_Tareas_
**A)** Según el texto sobre Borges, ¿qué dos capítulos de Historia de la eternidad dedica Borges al pitagorismo y al eterno retorno?
**B)** Indique si cada afirmación concuerda con el texto sobre Borges y cite las palabras que lo deciden: (i) el calor puede volver a convertirse en luz; (ii) en «La doctrina de los ciclos» Borges se apoya en Rutherford y Cantor; (iii) el poema «El truco» forma parte de Fervor de Buenos Aires.
==== Texto
La segunda vertiente griega de Borges es el pitagorismo y la idea del eterno retorno. Se insinúa, también tempranamente, en el poema «El truco» de Fervor de Buenos Aires (O. C., p. 22) y en el capítulo del mismo nombre [*] de Evaristo Carriego (O. C., p. 145). Más tarde, en Historia de la eternidad, le dedica los capítulos «La doctrina de los ciclos» y «El tiempo circular» (O. C., pp. 385 y 393). En el primero, con apoyo en Rutherford y Cantor y fundándose en las leyes de la termodinámica, expresa: «Basta proyectar una luz sobre una superficie negra para que se convierta en calor. El calor, en cambio, ya no volverá a la forma de luz. Esa comprobación, de aspecto inofensivo e insípido, anula el "laberinto circular" del Eterno Retorno» (O. C., p. 391). Esta réplica entra en contradicción con su lírica, pues en «La noche cíclica» profesa la «rotación pitagórica», la doctrina de los «arduos alumnos de Pitágoras» sobre el regreso cíclico de astros, hombres y átomos (O. C., p. 864):

Vuelve la noche cóncava que descifró Anaxágoras;
vuelve a mi carne humana la eternidad constante
y el recuerdo ¿el proyecto? de un poema incesante:
«lo supieron los arduos alumnos de Pitágoras...»
========
==== Extractos de líneas
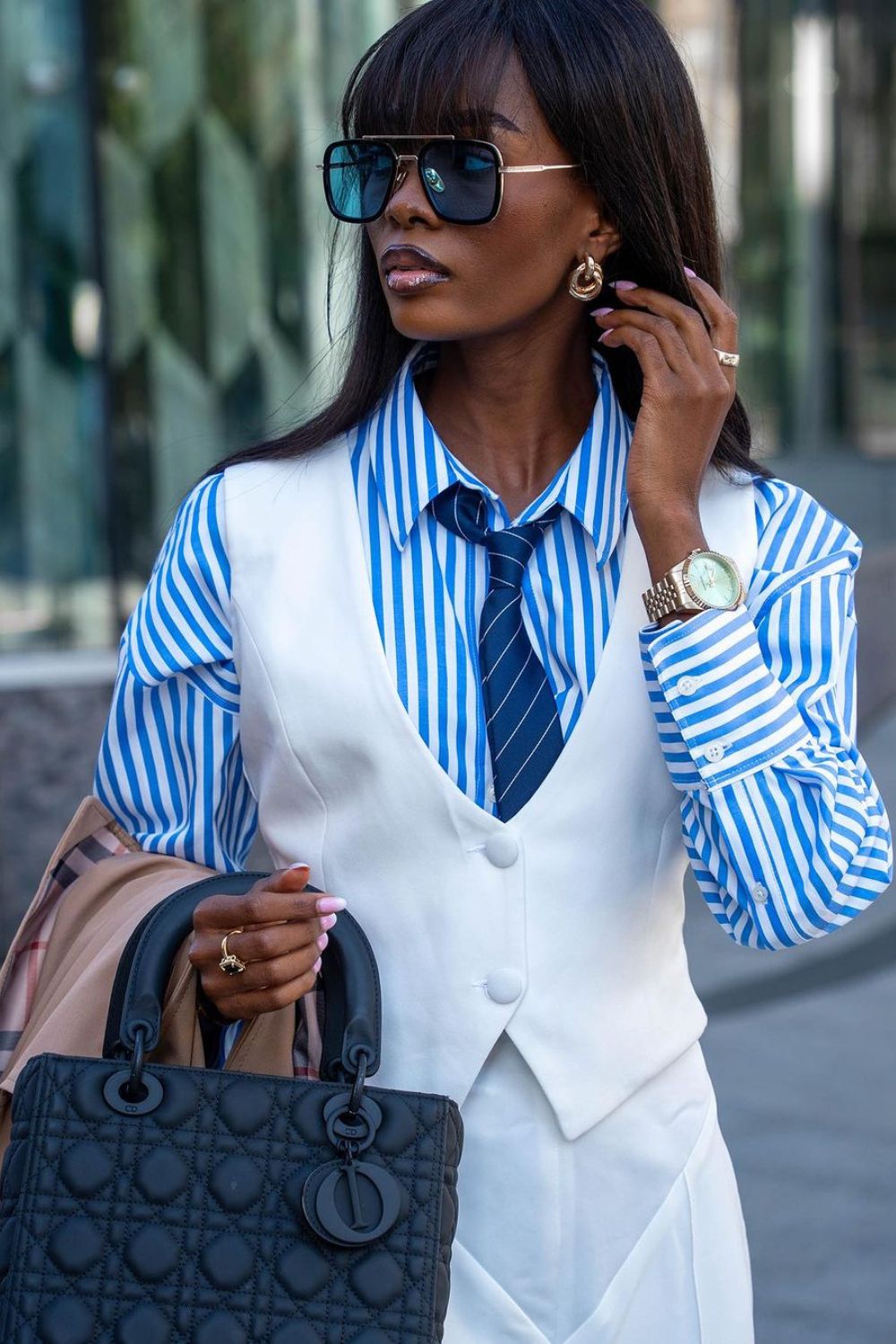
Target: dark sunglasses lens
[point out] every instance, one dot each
(461, 180)
(358, 175)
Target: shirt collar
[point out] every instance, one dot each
(411, 464)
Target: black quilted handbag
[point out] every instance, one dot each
(156, 1204)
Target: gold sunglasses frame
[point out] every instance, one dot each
(400, 174)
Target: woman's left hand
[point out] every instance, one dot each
(686, 392)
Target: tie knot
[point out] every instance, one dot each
(461, 510)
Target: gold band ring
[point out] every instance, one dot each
(228, 961)
(727, 357)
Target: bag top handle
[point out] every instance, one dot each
(352, 1011)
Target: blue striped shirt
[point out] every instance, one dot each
(755, 707)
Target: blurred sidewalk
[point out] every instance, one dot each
(801, 1047)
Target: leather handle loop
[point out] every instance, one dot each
(352, 1013)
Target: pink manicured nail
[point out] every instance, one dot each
(328, 903)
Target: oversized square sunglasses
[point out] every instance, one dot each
(462, 179)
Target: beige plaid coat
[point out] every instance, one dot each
(58, 975)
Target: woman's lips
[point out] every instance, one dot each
(405, 281)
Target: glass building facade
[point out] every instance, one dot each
(163, 237)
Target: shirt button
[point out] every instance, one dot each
(501, 849)
(504, 986)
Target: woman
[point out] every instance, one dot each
(408, 642)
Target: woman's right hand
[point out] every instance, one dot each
(282, 940)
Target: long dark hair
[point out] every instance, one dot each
(614, 93)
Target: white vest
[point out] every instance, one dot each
(560, 926)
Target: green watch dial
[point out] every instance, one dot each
(712, 578)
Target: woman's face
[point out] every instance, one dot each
(516, 266)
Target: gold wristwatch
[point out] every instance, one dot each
(702, 582)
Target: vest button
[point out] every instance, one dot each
(501, 849)
(504, 986)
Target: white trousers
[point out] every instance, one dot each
(630, 1234)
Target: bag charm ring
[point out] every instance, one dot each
(228, 961)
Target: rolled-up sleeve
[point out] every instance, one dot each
(755, 707)
(169, 762)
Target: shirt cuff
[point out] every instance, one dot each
(720, 711)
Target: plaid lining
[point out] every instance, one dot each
(30, 946)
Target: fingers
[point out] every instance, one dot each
(662, 332)
(261, 943)
(689, 322)
(274, 972)
(645, 346)
(265, 903)
(252, 1003)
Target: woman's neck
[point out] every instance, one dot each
(512, 410)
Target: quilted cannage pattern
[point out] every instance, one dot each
(185, 1223)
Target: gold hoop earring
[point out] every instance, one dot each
(586, 280)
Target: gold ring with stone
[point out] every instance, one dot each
(228, 961)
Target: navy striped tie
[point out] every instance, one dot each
(521, 714)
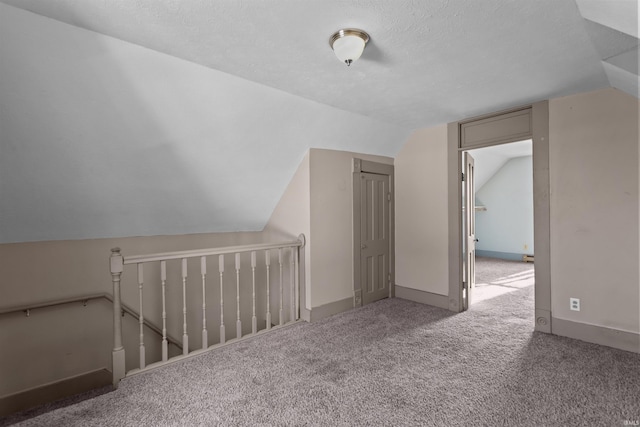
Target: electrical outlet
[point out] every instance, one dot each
(574, 304)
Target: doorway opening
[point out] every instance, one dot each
(499, 231)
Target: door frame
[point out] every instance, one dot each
(360, 165)
(493, 129)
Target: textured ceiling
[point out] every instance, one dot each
(147, 117)
(427, 62)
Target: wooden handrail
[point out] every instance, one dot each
(136, 259)
(84, 299)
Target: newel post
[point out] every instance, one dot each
(118, 360)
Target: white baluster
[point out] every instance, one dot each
(292, 295)
(185, 336)
(205, 334)
(165, 343)
(141, 317)
(221, 270)
(254, 319)
(281, 287)
(238, 321)
(267, 261)
(118, 353)
(297, 282)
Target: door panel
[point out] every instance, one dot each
(374, 236)
(470, 231)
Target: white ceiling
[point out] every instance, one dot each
(427, 62)
(489, 160)
(144, 117)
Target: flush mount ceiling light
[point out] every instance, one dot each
(348, 44)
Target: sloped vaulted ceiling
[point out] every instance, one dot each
(144, 117)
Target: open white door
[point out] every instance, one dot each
(470, 232)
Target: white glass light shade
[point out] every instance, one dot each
(349, 44)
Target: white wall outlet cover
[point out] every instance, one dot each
(574, 304)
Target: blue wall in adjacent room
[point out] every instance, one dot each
(505, 229)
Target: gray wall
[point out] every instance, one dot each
(594, 210)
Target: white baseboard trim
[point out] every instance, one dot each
(53, 391)
(323, 311)
(615, 338)
(422, 297)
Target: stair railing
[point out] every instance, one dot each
(283, 250)
(84, 299)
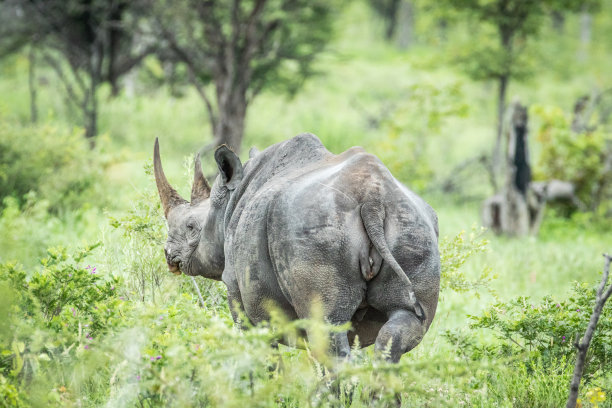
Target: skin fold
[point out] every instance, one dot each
(297, 224)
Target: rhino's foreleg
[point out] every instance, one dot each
(403, 331)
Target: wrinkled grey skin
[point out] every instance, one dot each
(298, 224)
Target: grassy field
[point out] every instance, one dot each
(150, 344)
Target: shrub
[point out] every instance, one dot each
(537, 339)
(53, 316)
(55, 164)
(576, 157)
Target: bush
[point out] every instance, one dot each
(57, 165)
(575, 157)
(51, 318)
(537, 340)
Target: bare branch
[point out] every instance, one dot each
(583, 345)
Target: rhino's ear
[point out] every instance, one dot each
(230, 167)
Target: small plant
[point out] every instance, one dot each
(454, 253)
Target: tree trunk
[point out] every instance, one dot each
(501, 108)
(90, 112)
(517, 210)
(391, 19)
(514, 210)
(585, 34)
(232, 106)
(558, 20)
(32, 85)
(405, 24)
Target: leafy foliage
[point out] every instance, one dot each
(424, 111)
(538, 338)
(55, 164)
(576, 157)
(454, 252)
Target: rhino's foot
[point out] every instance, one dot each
(402, 332)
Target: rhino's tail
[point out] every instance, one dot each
(373, 217)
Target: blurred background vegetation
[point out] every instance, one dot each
(89, 315)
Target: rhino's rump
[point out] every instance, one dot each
(299, 236)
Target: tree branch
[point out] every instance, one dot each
(72, 96)
(583, 346)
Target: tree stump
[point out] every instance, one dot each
(516, 210)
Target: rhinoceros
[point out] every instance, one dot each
(297, 224)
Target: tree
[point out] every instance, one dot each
(513, 23)
(398, 17)
(86, 43)
(241, 47)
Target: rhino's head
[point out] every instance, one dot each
(195, 229)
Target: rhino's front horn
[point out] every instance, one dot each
(168, 195)
(200, 189)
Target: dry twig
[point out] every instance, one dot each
(603, 294)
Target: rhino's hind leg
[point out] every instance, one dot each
(403, 331)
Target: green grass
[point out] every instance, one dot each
(360, 77)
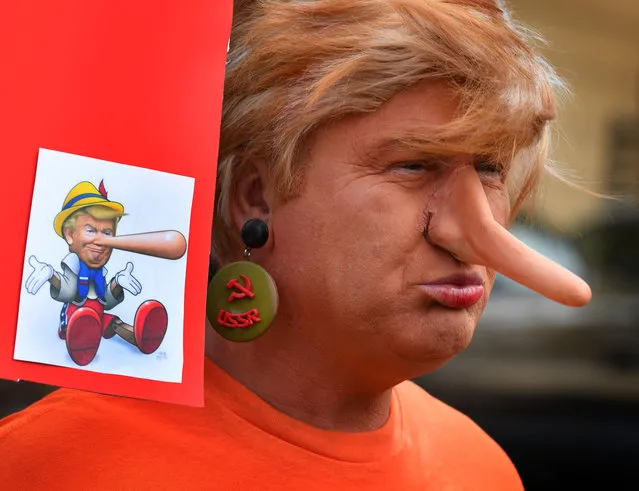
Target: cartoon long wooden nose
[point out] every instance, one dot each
(462, 222)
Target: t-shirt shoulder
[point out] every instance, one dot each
(453, 432)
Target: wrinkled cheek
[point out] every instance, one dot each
(499, 202)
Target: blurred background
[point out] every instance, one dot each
(558, 388)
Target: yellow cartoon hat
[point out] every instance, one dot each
(83, 195)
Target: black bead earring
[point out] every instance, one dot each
(242, 298)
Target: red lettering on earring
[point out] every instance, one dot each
(238, 321)
(243, 291)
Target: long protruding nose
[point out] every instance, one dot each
(461, 222)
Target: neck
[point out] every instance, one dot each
(300, 380)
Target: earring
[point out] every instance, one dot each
(242, 297)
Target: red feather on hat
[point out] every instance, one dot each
(102, 189)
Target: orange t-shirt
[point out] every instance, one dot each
(75, 440)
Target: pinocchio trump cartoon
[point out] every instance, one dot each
(88, 222)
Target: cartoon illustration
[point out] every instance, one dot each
(88, 222)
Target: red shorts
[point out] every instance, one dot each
(93, 304)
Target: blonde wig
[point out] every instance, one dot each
(295, 65)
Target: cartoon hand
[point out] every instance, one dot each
(42, 272)
(127, 281)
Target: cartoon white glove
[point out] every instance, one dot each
(127, 281)
(42, 272)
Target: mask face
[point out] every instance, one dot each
(461, 222)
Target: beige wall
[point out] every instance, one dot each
(594, 44)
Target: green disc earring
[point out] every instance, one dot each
(242, 297)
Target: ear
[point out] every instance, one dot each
(68, 236)
(251, 197)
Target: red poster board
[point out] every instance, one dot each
(132, 82)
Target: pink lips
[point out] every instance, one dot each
(457, 292)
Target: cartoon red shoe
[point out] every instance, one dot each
(150, 325)
(83, 335)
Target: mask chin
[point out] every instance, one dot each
(462, 223)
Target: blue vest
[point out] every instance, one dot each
(88, 275)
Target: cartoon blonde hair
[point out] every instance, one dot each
(295, 65)
(97, 211)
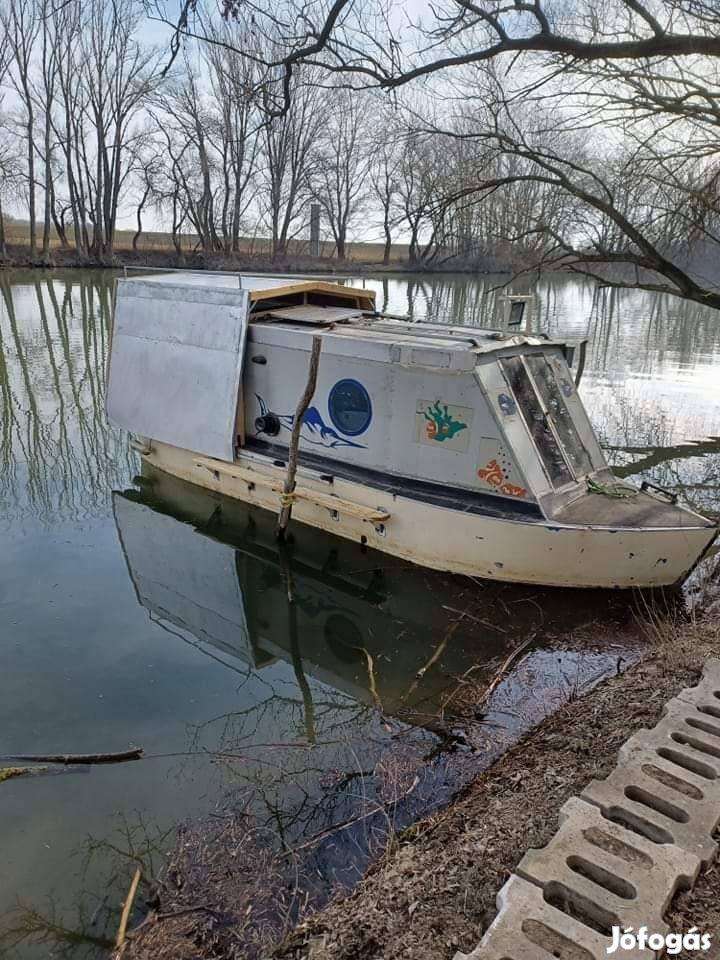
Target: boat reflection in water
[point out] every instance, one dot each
(380, 630)
(356, 712)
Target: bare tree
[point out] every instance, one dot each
(287, 163)
(21, 24)
(340, 169)
(612, 65)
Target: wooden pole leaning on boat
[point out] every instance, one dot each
(286, 499)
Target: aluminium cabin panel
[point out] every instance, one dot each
(176, 364)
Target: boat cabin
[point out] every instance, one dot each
(216, 364)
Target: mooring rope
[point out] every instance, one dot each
(617, 490)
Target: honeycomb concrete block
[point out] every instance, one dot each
(607, 873)
(667, 780)
(529, 928)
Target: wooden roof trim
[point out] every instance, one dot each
(317, 286)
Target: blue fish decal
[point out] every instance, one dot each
(314, 429)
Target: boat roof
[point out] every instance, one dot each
(284, 309)
(260, 287)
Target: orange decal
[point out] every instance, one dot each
(492, 473)
(512, 491)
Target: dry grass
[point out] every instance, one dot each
(159, 242)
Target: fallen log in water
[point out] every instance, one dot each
(134, 753)
(7, 773)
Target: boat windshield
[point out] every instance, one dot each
(548, 418)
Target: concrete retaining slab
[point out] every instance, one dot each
(667, 780)
(624, 847)
(528, 928)
(607, 874)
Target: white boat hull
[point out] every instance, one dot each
(515, 550)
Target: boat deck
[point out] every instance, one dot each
(643, 510)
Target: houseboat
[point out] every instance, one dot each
(457, 448)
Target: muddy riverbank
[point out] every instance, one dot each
(433, 891)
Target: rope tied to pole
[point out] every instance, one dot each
(287, 497)
(617, 490)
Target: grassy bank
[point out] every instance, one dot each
(433, 892)
(360, 261)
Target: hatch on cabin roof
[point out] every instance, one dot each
(285, 290)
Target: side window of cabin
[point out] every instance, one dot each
(554, 402)
(536, 421)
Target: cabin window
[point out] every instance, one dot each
(538, 423)
(554, 402)
(349, 407)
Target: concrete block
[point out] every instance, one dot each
(529, 928)
(667, 781)
(607, 873)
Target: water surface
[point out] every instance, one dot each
(152, 613)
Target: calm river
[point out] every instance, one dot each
(149, 613)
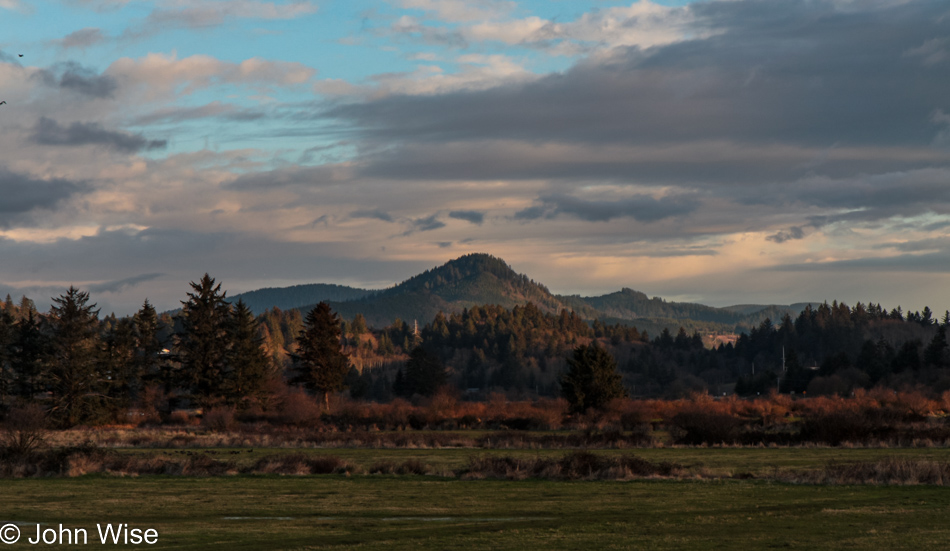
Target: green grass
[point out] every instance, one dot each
(419, 513)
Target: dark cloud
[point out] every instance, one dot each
(21, 193)
(83, 38)
(289, 177)
(413, 30)
(643, 208)
(763, 99)
(795, 232)
(214, 109)
(935, 262)
(49, 132)
(375, 213)
(184, 256)
(473, 216)
(428, 223)
(82, 80)
(122, 284)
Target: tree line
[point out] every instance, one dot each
(89, 369)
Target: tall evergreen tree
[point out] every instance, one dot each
(424, 373)
(592, 379)
(148, 345)
(75, 353)
(28, 354)
(119, 365)
(320, 364)
(248, 362)
(7, 332)
(203, 341)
========
_Respuestas finales_
**A)** «La doctrina de los ciclos» y «El tiempo circular».

**B)**
(i) No: «El calor, en cambio, ya no volverá a la forma de luz.»
(ii) Sí: «con apoyo en Rutherford y Cantor»
(iii) Sí: «en el poema «El truco» de Fervor de Buenos Aires»